── Texto ──
Foi a terceira chamada telefônica em menos de dois meses com o mesmo conselho: esqueça os chineses. A última, nesta semana veio assim: “Macho, o embaixador chinês (Yang Wanming) te odeia”. Para mim, uma surpresa. Como alguém que não me conhece pode me odiar? Logo eu? Um sujeito que não odeia ninguém. Pois bem. Tentei entender melhor e ouvi uma explicação seguida de uma comparação bem horripilante. “Os chineses não perdoam e não há lugar seguro no mundo se eles decidirem se vingar. Não queira que aconteça com você o que aconteceu com aquele jornalista na Turquia (em referência a Jamal Khashoggi, assassinado no exílio por agentes da monarquia saudita, em 2018).” Esta, por sinal, foi a segunda vez que este amigo fez a mesmíssima comparação.

Em setembro, escrevi uma coluna sobre como a China está moldando o mundo à sua imagem e semelhança. O projeto de Xi Jinping é normalizar o regime. Banalizar o mal diante de um Ocidente cada vez menos assombrado e tolerante com ações do regime. O título era Deplorável mundo novo. Depois dela, uma outra sobre o sumiço da tenista Peng Shuai e mais adiante outra contando como o PCC se escorou no Foro de São Paulo para usar sua capilaridade para fazer disseminar a mensagem de que a China tem uma democracia diferente. Algo tão grandioso que o Ocidente não só precisa tolerar, mas aprender e replicar.

Xi olha para o mundo como se estivesse diante de um espelho. Nada pode ser diferente da imagem que ele tem de si mesmo.

Parece que há quem ainda não entendeu ou não quer entender isso. O PCC não vai mudar. O recado que todos os dias vem de Pequim é que o mundo tem que mudar a sua percepção sobre o regime. Mudar, no caso, significa implodir conceitos fundadores das civilizações ocidentais. Liberdade, Direitos Humanos, Democracia, para focar em um tripé universal, estão sendo redefinidos. E isso significa que, para que as ações do regime se tornem triviais, o mundo precisa mudar. O deplorável mundo novo está se tornando cada dia mais admirável.
───
── Dados fornecidos ──
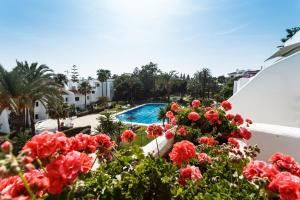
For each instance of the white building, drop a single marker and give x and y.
(271, 100)
(72, 97)
(4, 125)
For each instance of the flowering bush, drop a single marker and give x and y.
(281, 177)
(205, 162)
(48, 164)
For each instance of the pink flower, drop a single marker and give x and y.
(128, 136)
(65, 169)
(154, 131)
(203, 158)
(238, 120)
(249, 121)
(226, 105)
(287, 185)
(104, 141)
(283, 162)
(245, 133)
(212, 116)
(13, 187)
(259, 169)
(182, 130)
(189, 173)
(169, 114)
(234, 142)
(167, 126)
(169, 135)
(174, 107)
(43, 145)
(6, 147)
(229, 116)
(193, 116)
(207, 140)
(207, 108)
(196, 103)
(182, 152)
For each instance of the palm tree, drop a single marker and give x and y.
(57, 109)
(61, 79)
(10, 97)
(37, 85)
(85, 88)
(165, 82)
(103, 75)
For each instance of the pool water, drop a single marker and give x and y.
(145, 114)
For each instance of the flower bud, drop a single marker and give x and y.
(6, 147)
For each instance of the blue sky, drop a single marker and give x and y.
(182, 35)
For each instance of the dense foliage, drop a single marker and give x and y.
(207, 161)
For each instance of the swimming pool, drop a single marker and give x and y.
(144, 114)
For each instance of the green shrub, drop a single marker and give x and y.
(73, 131)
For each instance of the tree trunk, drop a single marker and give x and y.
(102, 89)
(32, 123)
(85, 100)
(58, 124)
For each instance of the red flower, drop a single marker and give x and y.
(173, 121)
(169, 114)
(229, 116)
(154, 131)
(196, 103)
(169, 135)
(203, 158)
(287, 185)
(259, 169)
(43, 145)
(128, 136)
(167, 126)
(207, 108)
(189, 173)
(14, 188)
(174, 107)
(226, 105)
(245, 133)
(238, 120)
(283, 162)
(249, 121)
(65, 169)
(234, 142)
(212, 116)
(182, 130)
(182, 152)
(6, 147)
(86, 162)
(207, 140)
(104, 141)
(83, 141)
(193, 116)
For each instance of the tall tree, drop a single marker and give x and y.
(103, 75)
(147, 75)
(165, 81)
(290, 33)
(37, 85)
(61, 79)
(74, 74)
(57, 109)
(85, 88)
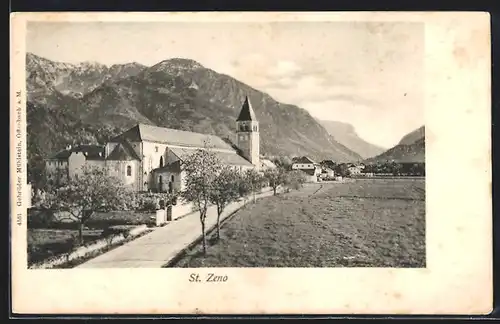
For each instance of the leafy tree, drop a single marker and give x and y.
(275, 178)
(93, 191)
(224, 191)
(244, 188)
(200, 170)
(283, 161)
(294, 179)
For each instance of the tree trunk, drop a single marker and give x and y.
(80, 233)
(204, 236)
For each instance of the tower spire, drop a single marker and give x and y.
(247, 113)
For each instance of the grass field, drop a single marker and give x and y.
(366, 223)
(52, 238)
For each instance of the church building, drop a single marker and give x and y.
(149, 158)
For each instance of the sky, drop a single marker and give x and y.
(368, 74)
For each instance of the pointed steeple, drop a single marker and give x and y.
(247, 113)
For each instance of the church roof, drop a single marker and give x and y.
(123, 152)
(91, 152)
(226, 158)
(143, 132)
(303, 160)
(247, 113)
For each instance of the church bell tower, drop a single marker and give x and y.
(248, 133)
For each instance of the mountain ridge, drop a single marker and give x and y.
(410, 149)
(176, 93)
(346, 133)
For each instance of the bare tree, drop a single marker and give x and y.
(200, 170)
(255, 180)
(275, 178)
(93, 191)
(224, 191)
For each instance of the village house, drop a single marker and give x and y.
(311, 169)
(149, 158)
(354, 170)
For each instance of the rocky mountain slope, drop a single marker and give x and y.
(346, 134)
(89, 102)
(411, 148)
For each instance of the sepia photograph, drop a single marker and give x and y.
(267, 155)
(211, 146)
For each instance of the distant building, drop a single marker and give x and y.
(329, 164)
(266, 164)
(148, 157)
(327, 173)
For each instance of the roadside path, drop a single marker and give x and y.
(155, 249)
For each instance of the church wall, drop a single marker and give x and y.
(110, 146)
(56, 170)
(119, 169)
(248, 140)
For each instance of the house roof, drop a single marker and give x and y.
(171, 167)
(247, 113)
(91, 152)
(303, 159)
(143, 132)
(227, 158)
(123, 152)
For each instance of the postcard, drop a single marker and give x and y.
(251, 163)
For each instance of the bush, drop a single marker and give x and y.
(147, 201)
(294, 180)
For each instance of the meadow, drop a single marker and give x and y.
(364, 223)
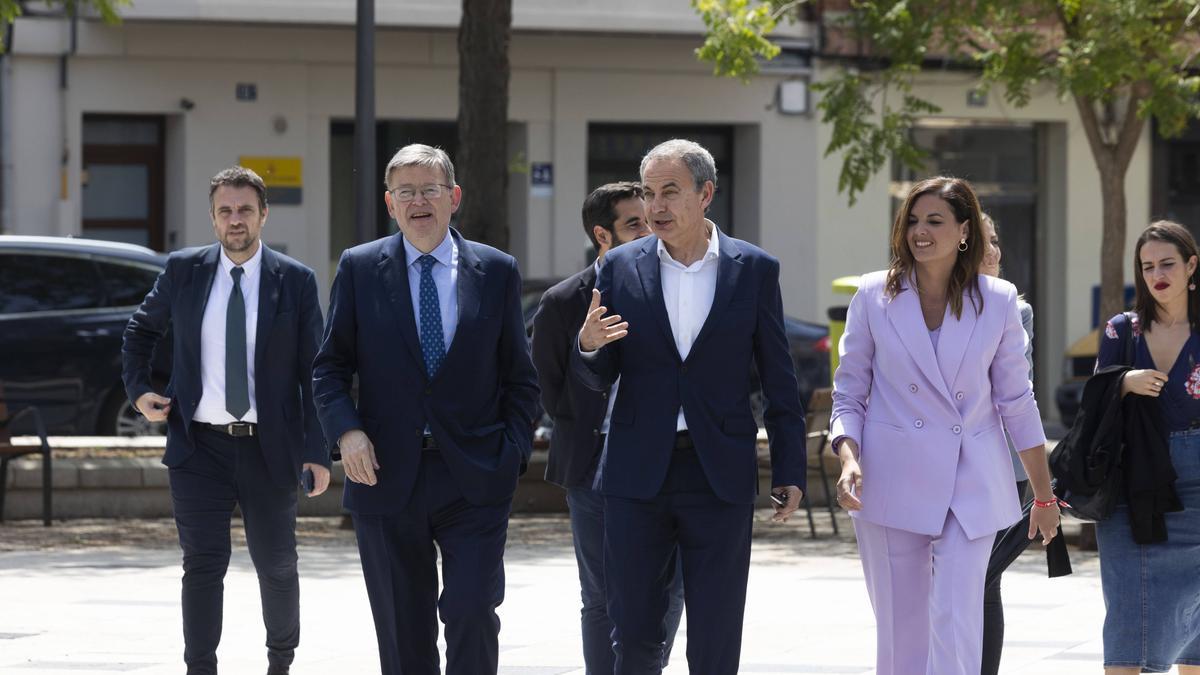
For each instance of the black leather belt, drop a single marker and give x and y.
(683, 441)
(235, 429)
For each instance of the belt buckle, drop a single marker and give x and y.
(239, 429)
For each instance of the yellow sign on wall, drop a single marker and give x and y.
(283, 177)
(276, 172)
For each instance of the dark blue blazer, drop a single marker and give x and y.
(577, 411)
(287, 336)
(744, 327)
(479, 405)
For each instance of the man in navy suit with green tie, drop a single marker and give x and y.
(432, 326)
(240, 419)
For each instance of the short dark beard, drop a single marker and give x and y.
(228, 246)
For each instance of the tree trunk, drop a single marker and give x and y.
(1113, 209)
(1113, 157)
(483, 120)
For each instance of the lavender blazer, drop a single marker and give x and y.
(930, 425)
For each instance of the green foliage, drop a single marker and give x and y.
(108, 10)
(1095, 51)
(737, 35)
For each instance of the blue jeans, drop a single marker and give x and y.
(587, 530)
(1152, 591)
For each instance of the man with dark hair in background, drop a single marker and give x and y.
(613, 214)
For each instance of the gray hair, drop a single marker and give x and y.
(420, 155)
(694, 155)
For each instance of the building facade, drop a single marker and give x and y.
(114, 131)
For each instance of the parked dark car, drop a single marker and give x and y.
(807, 341)
(64, 304)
───
**Exercício 1**
Liste as colunas que, segundo o texto, quem o narra escreveu, indicando o assunto de cada uma.
**Exercício 2**
Prolongue o texto sobre a China e o PCC a partir do ponto em que ele termina.

**Resposta do exercício 1**
- "Deplorável mundo novo", de setembro, sobre como a China está moldando o mundo à sua imagem e semelhança.
- Uma coluna sobre o sumiço da tenista Peng Shuai.
- Uma coluna sobre como o PCC se escorou no Foro de São Paulo para disseminar a mensagem de que a China tem uma democracia diferente.

**Resposta do exercício 2**
Nas últimas duas semanas, o regime chinês inundou o Brasil com a sua propaganda. Os maiores veículos de comunicação brasileiros, que há tempos se nutrem da verba publicitária chinesa, abraçaram a causa com fervor. O carioca O Globo cedeu suas páginas para o embaixador Wanming, o maior dos lobos guerreiros da diplomacia chinesa nas Américas, atiçar sua alcateia. No rastro, a Folha de S. Paulo publicou uma “entrevista” que curiosamente tem (quase) o mesmo título do artigo de três dias antes. As aspas na palavra entrevista têm um motivo. As respostas que estão penduradas abaixo de cada uma das perguntas foram enviadas por e-mail. Quando isso acontece, o entrevistado é o dono da bola. Escreve o que deseja com o suporte de assessoria e técnicos. Produz um texto oficial que ganha a assinatura de um jornalista que teve o seu papel de mediador entre o leitor e o entrevistado anulado, pelo que é um pronunciamento em essência.

Wanming não fala com a imprensa brasileira. Manda textos e todos publicam. Com um pouquinho de exagero de minha parte, costumo dizer que de certa maneira Pequim já está editando jornais e revistas.

Citei a Folha e o Globo por terem sido os casos mais recentes e correlatos. Mas os dois jornais não são os únicos. A Folha tem ainda um ingrediente especial. Um artigo no topo que é imperdível.

Esta semana, enquanto “folheava” digitalmente o Globo e assistia a um webinar de um dos mais importantes think tanks brasileiros, o Centro Brasileiro de Relações Internacionais (Cebri), eu me dei conta que, além de ser um chato, também sou démodé.

O jornal alugou uma de suas páginas para ditadura chinesa falar de como o regime é lindo e as violações aos direitos humanos atribuídas ao PCC são uma ficção americana e que as violações massivas aos direitos dos uigures, presos em campos de “reeducação” em Xinjiang, são uma farsa para difamar a China e seu povo. Sempre isso. É o que agora se convencionou malandramente chamar de “sentimento anti-China”, como se as críticas à ditadura fossem contra o povo, que é a vítima direta do regime.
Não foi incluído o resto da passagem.